This is the photo Aley took of me shortly before the needle prick.  This is my terrified/hyperventilating/they just made me chug a can of cranberry juice so I kind of have to pee face.  This was also right before I broke into manic laughter that produced tears streaming down my face.

I must say, the needle prick wasn't that awful.  It was more scary than painful.  I probably hurt Aley's hand more than my arm was hurt by the donation process. It was also a good excuse to catch up with Alehson who I don't see enough, I didn't stop my nervous chatter until the needle was safely put away.  I did feel a little woozy afterwards, but overall, the donation process went very smoothly, and (almost) painlessly. 

So, the moral of the story is, give blood, save lives, and do things that scare you.  And, as a bonus I got an awesome sticker (see below)

——————————

Aim:
Answer these questions using the blood donation post.
(a) What was the writer made to drink shortly before the needle prick?
(b) According to the writer, was the needle prick more scary or more painful?
(c) What did the writer receive as a bonus?

(A run of lines)
——————————

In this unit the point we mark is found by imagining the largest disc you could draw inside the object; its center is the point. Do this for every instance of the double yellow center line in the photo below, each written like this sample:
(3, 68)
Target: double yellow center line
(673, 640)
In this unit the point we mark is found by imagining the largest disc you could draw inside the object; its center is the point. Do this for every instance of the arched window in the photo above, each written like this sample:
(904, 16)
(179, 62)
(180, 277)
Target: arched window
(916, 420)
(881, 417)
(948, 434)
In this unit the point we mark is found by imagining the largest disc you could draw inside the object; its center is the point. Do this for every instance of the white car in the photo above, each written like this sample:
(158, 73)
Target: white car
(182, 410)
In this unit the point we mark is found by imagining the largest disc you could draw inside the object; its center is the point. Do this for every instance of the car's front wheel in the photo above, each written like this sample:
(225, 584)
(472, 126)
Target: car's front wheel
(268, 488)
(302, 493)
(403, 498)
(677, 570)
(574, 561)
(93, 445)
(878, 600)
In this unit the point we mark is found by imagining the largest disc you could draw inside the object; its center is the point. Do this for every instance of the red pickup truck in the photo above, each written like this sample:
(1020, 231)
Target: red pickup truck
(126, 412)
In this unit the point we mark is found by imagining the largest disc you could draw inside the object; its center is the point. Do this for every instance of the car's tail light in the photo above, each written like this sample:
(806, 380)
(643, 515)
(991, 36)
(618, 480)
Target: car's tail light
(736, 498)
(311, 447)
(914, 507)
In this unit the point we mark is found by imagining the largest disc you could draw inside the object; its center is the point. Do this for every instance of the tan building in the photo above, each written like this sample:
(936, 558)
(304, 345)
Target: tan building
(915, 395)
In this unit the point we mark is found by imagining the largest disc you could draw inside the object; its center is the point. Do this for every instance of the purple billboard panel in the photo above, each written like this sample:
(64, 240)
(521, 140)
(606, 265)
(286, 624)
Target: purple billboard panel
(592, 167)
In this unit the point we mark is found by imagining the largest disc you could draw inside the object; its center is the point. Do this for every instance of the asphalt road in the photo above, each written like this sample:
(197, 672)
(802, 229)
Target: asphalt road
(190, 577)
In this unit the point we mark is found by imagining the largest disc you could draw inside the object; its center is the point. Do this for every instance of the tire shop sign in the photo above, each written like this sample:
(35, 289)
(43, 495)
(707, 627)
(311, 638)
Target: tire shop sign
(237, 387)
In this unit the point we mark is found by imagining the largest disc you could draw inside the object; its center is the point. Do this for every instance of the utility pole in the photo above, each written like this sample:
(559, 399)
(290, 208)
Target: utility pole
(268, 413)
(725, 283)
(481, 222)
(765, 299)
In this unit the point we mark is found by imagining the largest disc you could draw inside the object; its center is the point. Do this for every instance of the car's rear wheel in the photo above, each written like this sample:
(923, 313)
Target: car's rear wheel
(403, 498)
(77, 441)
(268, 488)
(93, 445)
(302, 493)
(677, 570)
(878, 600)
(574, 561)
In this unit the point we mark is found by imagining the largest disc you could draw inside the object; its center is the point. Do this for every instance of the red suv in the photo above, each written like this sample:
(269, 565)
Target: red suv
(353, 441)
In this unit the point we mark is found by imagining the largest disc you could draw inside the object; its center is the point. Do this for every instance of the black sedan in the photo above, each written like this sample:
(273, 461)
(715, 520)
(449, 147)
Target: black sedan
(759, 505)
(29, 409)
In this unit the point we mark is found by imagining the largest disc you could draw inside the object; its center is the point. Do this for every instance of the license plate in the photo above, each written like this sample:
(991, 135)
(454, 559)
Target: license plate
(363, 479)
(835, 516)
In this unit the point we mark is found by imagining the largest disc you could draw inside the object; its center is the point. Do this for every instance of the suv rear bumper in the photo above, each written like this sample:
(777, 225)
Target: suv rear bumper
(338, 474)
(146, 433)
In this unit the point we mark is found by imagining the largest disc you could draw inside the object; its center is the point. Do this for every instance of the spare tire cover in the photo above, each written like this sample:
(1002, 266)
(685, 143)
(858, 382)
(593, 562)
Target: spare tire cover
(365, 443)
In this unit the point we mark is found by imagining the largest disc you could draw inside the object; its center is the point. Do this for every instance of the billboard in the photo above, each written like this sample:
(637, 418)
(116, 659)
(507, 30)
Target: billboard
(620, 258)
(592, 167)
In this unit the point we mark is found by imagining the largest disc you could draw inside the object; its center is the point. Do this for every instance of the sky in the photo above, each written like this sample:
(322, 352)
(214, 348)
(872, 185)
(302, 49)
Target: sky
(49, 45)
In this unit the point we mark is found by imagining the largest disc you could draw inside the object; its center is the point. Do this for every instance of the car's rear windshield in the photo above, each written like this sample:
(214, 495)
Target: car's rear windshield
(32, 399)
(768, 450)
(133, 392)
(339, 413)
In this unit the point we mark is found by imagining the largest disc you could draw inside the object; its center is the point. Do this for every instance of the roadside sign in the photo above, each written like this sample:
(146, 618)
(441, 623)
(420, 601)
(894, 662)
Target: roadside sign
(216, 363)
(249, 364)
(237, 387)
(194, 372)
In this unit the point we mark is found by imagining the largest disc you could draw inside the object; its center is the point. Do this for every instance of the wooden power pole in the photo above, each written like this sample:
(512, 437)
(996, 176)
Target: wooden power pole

——————————

Result of this task:
(a) A can of cranberry juice.
(b) More scary than painful.
(c) An awesome sticker.